[Requirement]:
List each line in the material below that contains the word "baby". Case counts.

%%

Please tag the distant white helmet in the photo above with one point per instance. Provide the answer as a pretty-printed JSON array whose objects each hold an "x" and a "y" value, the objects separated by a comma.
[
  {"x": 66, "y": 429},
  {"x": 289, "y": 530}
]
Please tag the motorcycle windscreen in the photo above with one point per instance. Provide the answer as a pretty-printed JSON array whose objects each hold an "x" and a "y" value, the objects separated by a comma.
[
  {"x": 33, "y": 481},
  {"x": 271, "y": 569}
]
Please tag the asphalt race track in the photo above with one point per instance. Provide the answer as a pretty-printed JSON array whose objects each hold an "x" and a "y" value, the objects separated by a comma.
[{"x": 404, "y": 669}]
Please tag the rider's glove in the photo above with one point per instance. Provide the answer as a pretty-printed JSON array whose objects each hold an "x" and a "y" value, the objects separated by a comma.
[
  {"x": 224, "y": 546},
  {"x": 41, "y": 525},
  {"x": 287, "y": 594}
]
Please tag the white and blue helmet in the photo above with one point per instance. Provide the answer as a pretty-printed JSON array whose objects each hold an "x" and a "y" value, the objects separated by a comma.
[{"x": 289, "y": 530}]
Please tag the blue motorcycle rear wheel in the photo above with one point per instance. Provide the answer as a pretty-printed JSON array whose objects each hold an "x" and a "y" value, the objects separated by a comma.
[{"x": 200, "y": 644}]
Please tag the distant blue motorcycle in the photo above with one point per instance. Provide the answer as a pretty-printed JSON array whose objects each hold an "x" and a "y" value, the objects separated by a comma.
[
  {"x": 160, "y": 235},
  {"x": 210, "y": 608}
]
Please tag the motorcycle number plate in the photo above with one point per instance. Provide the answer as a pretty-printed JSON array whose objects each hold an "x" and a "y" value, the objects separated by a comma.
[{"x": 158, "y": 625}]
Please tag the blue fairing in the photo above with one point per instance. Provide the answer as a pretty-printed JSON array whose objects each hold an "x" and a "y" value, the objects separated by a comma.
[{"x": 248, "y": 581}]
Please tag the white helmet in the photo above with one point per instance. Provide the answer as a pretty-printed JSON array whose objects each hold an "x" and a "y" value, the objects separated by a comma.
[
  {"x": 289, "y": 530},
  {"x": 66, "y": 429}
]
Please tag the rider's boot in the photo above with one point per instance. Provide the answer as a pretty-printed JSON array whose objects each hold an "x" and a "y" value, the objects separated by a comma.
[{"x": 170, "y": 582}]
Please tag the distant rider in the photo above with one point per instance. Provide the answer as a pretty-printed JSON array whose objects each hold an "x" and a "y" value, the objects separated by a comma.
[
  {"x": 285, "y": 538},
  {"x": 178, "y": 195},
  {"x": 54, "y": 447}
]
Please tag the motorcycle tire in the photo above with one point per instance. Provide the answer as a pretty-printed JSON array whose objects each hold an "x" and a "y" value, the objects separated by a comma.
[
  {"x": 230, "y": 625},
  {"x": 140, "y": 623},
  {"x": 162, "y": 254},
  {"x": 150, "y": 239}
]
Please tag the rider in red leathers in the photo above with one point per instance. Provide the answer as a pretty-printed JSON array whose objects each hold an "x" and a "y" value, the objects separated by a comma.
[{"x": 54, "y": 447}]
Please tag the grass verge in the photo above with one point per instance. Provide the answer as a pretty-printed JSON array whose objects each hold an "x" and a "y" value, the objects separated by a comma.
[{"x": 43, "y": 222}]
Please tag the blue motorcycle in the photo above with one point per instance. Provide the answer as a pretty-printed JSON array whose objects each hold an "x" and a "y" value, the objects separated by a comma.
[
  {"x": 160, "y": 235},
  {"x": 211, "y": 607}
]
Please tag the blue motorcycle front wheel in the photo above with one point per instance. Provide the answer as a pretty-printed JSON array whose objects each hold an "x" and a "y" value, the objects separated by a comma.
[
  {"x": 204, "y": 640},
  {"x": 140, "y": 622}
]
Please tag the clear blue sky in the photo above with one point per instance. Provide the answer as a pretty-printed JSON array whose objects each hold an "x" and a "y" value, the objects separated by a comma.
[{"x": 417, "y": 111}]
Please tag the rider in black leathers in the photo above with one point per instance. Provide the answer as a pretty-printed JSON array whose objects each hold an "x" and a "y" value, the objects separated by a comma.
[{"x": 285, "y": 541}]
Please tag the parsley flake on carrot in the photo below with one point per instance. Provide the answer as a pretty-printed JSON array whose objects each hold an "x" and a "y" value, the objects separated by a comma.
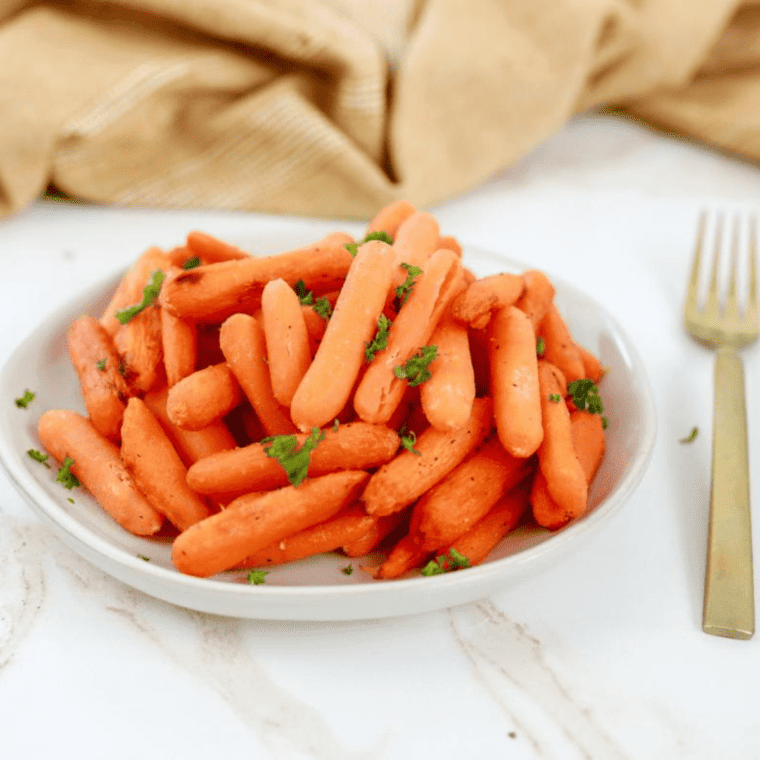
[
  {"x": 150, "y": 294},
  {"x": 415, "y": 369},
  {"x": 295, "y": 461}
]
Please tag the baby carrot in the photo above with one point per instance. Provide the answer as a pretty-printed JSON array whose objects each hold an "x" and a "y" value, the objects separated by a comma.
[
  {"x": 328, "y": 382},
  {"x": 252, "y": 522},
  {"x": 467, "y": 493},
  {"x": 244, "y": 346},
  {"x": 203, "y": 397},
  {"x": 153, "y": 462},
  {"x": 558, "y": 461},
  {"x": 448, "y": 395},
  {"x": 353, "y": 446},
  {"x": 475, "y": 304},
  {"x": 380, "y": 390},
  {"x": 99, "y": 468},
  {"x": 97, "y": 366},
  {"x": 286, "y": 337},
  {"x": 408, "y": 475},
  {"x": 514, "y": 382}
]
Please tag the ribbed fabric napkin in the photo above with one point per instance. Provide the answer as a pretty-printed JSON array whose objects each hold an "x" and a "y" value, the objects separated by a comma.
[{"x": 337, "y": 107}]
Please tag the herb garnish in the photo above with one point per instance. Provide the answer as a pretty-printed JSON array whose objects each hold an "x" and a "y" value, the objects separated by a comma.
[{"x": 150, "y": 294}]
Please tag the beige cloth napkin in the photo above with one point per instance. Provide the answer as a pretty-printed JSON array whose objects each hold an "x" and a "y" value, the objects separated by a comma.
[{"x": 337, "y": 107}]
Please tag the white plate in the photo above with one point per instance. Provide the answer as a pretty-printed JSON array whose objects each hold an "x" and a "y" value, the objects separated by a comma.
[{"x": 316, "y": 588}]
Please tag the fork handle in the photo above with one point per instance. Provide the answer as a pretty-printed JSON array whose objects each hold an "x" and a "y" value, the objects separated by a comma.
[{"x": 729, "y": 608}]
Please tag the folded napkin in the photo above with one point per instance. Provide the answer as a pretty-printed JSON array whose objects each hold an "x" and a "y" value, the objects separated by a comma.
[{"x": 337, "y": 107}]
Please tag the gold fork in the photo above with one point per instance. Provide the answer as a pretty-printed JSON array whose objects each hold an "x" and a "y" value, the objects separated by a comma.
[{"x": 729, "y": 608}]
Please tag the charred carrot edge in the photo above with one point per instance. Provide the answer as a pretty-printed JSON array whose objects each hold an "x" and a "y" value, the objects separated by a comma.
[
  {"x": 96, "y": 362},
  {"x": 556, "y": 455},
  {"x": 151, "y": 459},
  {"x": 481, "y": 298},
  {"x": 244, "y": 346},
  {"x": 287, "y": 339},
  {"x": 454, "y": 505},
  {"x": 327, "y": 536},
  {"x": 380, "y": 390},
  {"x": 406, "y": 477},
  {"x": 203, "y": 397},
  {"x": 353, "y": 446},
  {"x": 98, "y": 466},
  {"x": 327, "y": 385},
  {"x": 253, "y": 522},
  {"x": 514, "y": 380},
  {"x": 559, "y": 347},
  {"x": 447, "y": 397}
]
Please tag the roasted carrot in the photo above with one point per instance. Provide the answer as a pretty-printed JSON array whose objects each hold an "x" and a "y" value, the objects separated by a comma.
[
  {"x": 153, "y": 462},
  {"x": 203, "y": 397},
  {"x": 327, "y": 384},
  {"x": 406, "y": 477},
  {"x": 99, "y": 468},
  {"x": 380, "y": 390},
  {"x": 96, "y": 362},
  {"x": 514, "y": 382},
  {"x": 287, "y": 339},
  {"x": 244, "y": 346},
  {"x": 353, "y": 446},
  {"x": 467, "y": 493},
  {"x": 253, "y": 522}
]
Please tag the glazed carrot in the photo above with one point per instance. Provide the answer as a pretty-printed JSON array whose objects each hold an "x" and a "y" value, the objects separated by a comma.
[
  {"x": 477, "y": 302},
  {"x": 287, "y": 339},
  {"x": 588, "y": 443},
  {"x": 328, "y": 383},
  {"x": 353, "y": 446},
  {"x": 203, "y": 397},
  {"x": 504, "y": 516},
  {"x": 557, "y": 458},
  {"x": 99, "y": 468},
  {"x": 380, "y": 390},
  {"x": 559, "y": 347},
  {"x": 390, "y": 218},
  {"x": 97, "y": 366},
  {"x": 537, "y": 296},
  {"x": 327, "y": 536},
  {"x": 213, "y": 292},
  {"x": 154, "y": 464},
  {"x": 179, "y": 338},
  {"x": 191, "y": 445},
  {"x": 130, "y": 288},
  {"x": 467, "y": 493},
  {"x": 211, "y": 250},
  {"x": 140, "y": 347},
  {"x": 514, "y": 382},
  {"x": 448, "y": 396},
  {"x": 253, "y": 522},
  {"x": 244, "y": 346},
  {"x": 406, "y": 477}
]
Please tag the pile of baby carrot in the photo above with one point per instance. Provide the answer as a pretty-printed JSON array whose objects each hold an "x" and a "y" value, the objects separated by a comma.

%%

[Result of this exercise]:
Please tag the baby carrot in the photo above with one point per instance. Provide the answer as a pretty-printed JSON array whose objects each hold an "x" and a "y" value, the objects separated by a comma.
Please tag the pile of baby carrot in the photo above with one point per instance. Provide the answer as a pretty-printed JSON array whose objects each hold an "x" and a "y" value, the objects separated by a comma.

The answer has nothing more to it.